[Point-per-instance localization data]
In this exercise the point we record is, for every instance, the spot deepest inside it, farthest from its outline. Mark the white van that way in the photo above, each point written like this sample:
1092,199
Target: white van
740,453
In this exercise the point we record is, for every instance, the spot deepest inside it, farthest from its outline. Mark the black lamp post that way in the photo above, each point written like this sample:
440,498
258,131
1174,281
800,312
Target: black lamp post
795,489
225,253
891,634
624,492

**Work item**
The required output is the complete set of records, reproduced exactly.

**Result for this task**
In this exercise the point we record is, for every instance, the spot deepest inside it, farthest from its outline. Mark the white van that way in the photo above, each point written like this sample:
1092,199
Target: white van
740,453
In this exercise the point we record is, for every instance, the spot deepest inside it, farthest from its outline. Mark the black lamp post that way in the photo above, each point written like this sample:
440,498
258,131
1174,281
800,312
Target: black lamp post
795,489
225,253
891,634
624,492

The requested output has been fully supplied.